**Source text**
+---+

Mutual funds are diversified, managed pool of money. Many customers put money into a fund that is pooled with other customer funds. With the pooled money of many people, the fund manager buys stock in companies. Since client’s money is diversified amongst many stocks within the mutual fund, risk is minimized. There are thousands of mutual funds available today, each with its own investment philosophy and performance objectives. Before investing in mutual funds it is important to understand the investment objectives of each fund and expenses associated with investing.



Load & No-Load Funds

Mutual funds come in two types, Load and No Load. A loaded fund charges an upfront sales charge on whatever amount you buy. Commissions can vary, but typically are around 3% to 6% on invested money. A No Load fund does not charge a sales charge; therefore all your money goes to work for you immediately.

At first glance it may seem that No-Load funds are the smart choice. This may not always be the case. Although Load Funds charge sales charge, depending on the funds investment performance history, it may be worth the nominal sales charge. Every mutual fund regardless of Load or No Load charges an expense ratio. This is the amount of money each fund needs to operate and manage the portfolio. These fees vary from fund to fund, and it is important to know what they are.



Closed-End & Open-End Funds

Two other variations in funds exist; these are closed-end & open-end funds. Most mutual funds are open-end funds.


Open-End Funds

Everyday at the close of the stock market,  open-end funds are recalculated and receive a net asset value. The net asset value is the value of the funds assets divided by the number of shares that people own.


For example:  If at the close of the trading on the New York Stock Exchange, a fund had a total net asset value of $10,000,000,  and there were 1,000,000 shares outstanding, then each share would be worth $10. If you owned 1000 shares, your investment would be worth $10,000. Every day you can look up your mutual fund in the financial papers and view the funds per share price. As the assets accumulate, so does your investment. The reverse can also happen. If the funds assets decrease in value, then your investment will also decrease.


Closed-End Funds

A closed-end fund shares trade like the stock of a company. There are a limited number of shares that can be issued and traded. In order to purchase shares in a closed-end fund, there must be someone willing to sell their shares. Just like stocks, a broker can place your order, and coordinate the buying and selling of your shares. Because there may be a demand for a closed-end fund, the price per share may not necessarily reflect an underlying value. The market determines the price of a closed-end fund.



Regardless of your investment philosophy, there is typically a mutual fund that has the same investment goals and investment philosophy  as you. Finding the right fund and matching your risk tolerance to the fund's risk is vitally important. If you are a self-directed investor you can do the homework by calling the different fund companies and asking for a prospectus. Your broker can also supply you with the prospectus of most funds. Investing wisely is the surest road to a sound financial future.

+---+

**Given entries**
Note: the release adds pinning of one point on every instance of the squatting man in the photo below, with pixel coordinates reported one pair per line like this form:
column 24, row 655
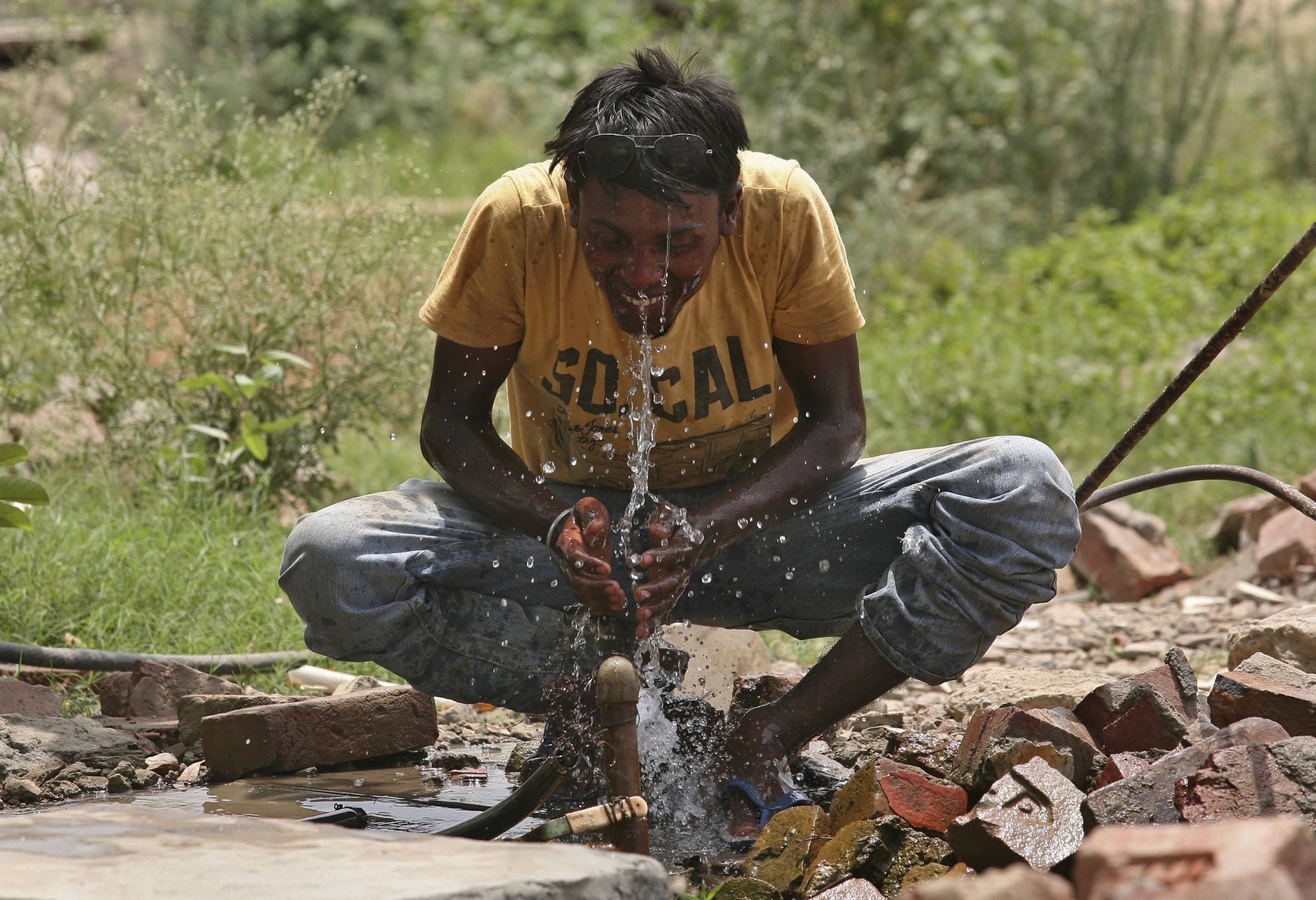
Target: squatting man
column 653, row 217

+---+

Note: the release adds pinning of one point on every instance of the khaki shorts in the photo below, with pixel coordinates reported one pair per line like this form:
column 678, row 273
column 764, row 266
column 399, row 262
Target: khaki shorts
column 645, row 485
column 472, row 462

+---+

**Brief 1**
Decide whether each statement below agrees with the mutual funds text. Answer yes or no for each, and quote the exact words of the text that settle it. (a) Commissions on a loaded fund are typically around 3% to 6% of invested money. (b) Most mutual funds are closed-end funds. (c) The market determines the price of a closed-end fund.
**Brief 2**
In the rows, swap "squatting man" for "crouching man" in everything from the line containing "of the squatting" down to the line containing "column 653, row 217". Keep everything else unchanged, and leave the pictures out.

**Finished answer 1**
(a) Yes: "Commissions can vary, but typically are around 3% to 6% on invested money."
(b) No: "Most mutual funds are open-end funds."
(c) Yes: "The market determines the price of a closed-end fund."

**Finished answer 2**
Note: the release adds pinning of one point on every instance of the crouching man in the photo below, with pixel coordinates reported one pair per line like this form:
column 24, row 655
Target: crouching man
column 653, row 217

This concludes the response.